Fragmento del texto:
####
La ciudad de Ómnibus

La lectura de la ciudad en “Ómnibus”,  que se manifiesta a través de la voz del narrador,  posee caracteres cartográficos. La narración va de la mano de la mención de lugares específicos y de traslados cotidianos que un usuario de la ciudad  realiza cuando la recorre. A medida que se van nombrando esos lugares y que se avanza entre ellos se construye un mapa del mismo.

Michelle De Certeau ha abundado en la reflexión que vincula el hacer cotidiano con los espacios; el autor señala al respecto:

Todo relato es un relato de viaje, una práctica del espacio. Por esta razón tiene importancia para las prácticas cotidianas; forma parte de éstas, desde el abecedario de la indicación espacial,…comienza un relato cuyos pasos escriben la continuación, hasta las noticias de cada día,…Estas aventuras narradas, que de una sola vez producen geografías de acciones y derivan hacia los lugares comunes de un orden, no constituyen solamente un “suplemento” de las enunciaciones peatonales y las retóricas caminantes. No se limitan a desplazarlas y trasladarlas al campo del lenguaje. En realidad, organizan los andares. Hacen el viaje, antes o al mismo tiempo que los pies lo ejecutan. (De Certeau (1990) 2000:128)
####
Material proporcionado:
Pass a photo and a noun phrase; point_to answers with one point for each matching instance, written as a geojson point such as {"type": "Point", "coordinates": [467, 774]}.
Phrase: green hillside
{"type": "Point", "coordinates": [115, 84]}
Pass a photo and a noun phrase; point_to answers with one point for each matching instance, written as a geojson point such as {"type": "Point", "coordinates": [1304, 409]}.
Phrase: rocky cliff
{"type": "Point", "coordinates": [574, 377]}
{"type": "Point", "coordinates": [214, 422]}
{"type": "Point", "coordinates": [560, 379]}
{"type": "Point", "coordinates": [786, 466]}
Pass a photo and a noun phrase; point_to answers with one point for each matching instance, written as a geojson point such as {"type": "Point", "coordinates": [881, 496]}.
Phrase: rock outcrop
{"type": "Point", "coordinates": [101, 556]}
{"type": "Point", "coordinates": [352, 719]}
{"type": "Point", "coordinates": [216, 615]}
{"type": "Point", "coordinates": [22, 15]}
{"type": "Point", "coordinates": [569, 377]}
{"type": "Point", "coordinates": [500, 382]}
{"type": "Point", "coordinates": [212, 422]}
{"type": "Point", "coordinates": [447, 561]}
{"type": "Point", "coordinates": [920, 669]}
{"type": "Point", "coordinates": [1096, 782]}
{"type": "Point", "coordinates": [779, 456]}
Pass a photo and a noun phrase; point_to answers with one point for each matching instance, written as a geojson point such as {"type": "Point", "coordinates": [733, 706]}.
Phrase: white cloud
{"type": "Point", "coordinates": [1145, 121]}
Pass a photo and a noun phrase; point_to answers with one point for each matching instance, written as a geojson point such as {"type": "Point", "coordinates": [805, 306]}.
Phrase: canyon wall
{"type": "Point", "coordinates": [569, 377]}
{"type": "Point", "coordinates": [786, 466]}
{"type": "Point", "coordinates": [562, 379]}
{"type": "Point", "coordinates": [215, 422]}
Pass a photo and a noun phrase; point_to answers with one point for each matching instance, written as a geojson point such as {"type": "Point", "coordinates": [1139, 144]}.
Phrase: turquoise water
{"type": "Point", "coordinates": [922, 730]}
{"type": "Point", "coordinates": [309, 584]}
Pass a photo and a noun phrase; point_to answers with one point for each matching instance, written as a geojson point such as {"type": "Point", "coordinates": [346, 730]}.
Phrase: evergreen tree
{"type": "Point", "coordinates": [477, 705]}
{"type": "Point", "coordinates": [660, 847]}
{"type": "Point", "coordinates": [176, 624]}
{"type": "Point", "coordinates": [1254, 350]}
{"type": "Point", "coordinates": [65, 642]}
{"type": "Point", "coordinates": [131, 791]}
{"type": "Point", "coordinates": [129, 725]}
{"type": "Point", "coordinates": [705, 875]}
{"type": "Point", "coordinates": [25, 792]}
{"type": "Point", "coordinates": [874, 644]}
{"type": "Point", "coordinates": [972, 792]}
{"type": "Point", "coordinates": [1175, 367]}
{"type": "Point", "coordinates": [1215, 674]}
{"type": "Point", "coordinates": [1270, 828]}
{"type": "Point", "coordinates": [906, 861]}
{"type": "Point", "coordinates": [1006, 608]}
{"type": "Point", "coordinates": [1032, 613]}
####
Problema escrito 1: Indica si cada afirmación coincide con el fragmento sobre «Ómnibus»: (a) la lectura de la ciudad en «Ómnibus» se manifiesta a través de la voz del narrador; (b) según De Certeau, los relatos solo trasladan los andares al campo del lenguaje; (c) según De Certeau, los relatos hacen el viaje después de que los pies lo ejecutan. Responde sí o no y cita las palabras del fragmento que lo deciden.
Problema escrito 2: Sigue escribiendo el fragmento sobre «Ómnibus» a partir de donde termina.
Las entradas no guardan relación con el fragmento sobre «Ómnibus».

Respuesta del ejercicio 1:
(a) Sí: "que se manifiesta a través de la voz del narrador".
(b) No: "No se limitan a desplazarlas y trasladarlas al campo del lenguaje."
(c) No: "Hacen el viaje, antes o al mismo tiempo que los pies lo ejecutan."

Respuesta del ejercicio 2:
Efectivamente, “Ómnibus” se consolida como relato en el que se ordena el andar a través del desplazamiento del autobús por una ruta pre-establecida. Sin embargo el recorrido al mismo tiempo que se realiza construye una época precisa, de una ciudad concreta con unos habitantes específicos que reaccionan ante hechos y espacios y que se van modelando al unísono del desarrollo argumental.

   El texto está cargado de  elementos que funcionan como indicios significativos.  Partimos del título del relato: Ómnibus,  sustantivo de origen latino que significa “para todos” y alude a un medio de transporte en que campea lo impersonal.  Contrariamente a lo que acontece en los medios de transporte colectivos en donde hay que registrar nombres y bienes de los viajeros, el ómnibus remite a lo anónimo; enfatiza el hecho de que se trate de un medio de transporte colectivo común y uniforme dentro del esquema de vida de la ciudad.  Más adelante, incluso, se le identificará como “el 168”, modo en que se nombra  al autobús según la ruta que recorre y que lo inserta en el código propiamente urbano.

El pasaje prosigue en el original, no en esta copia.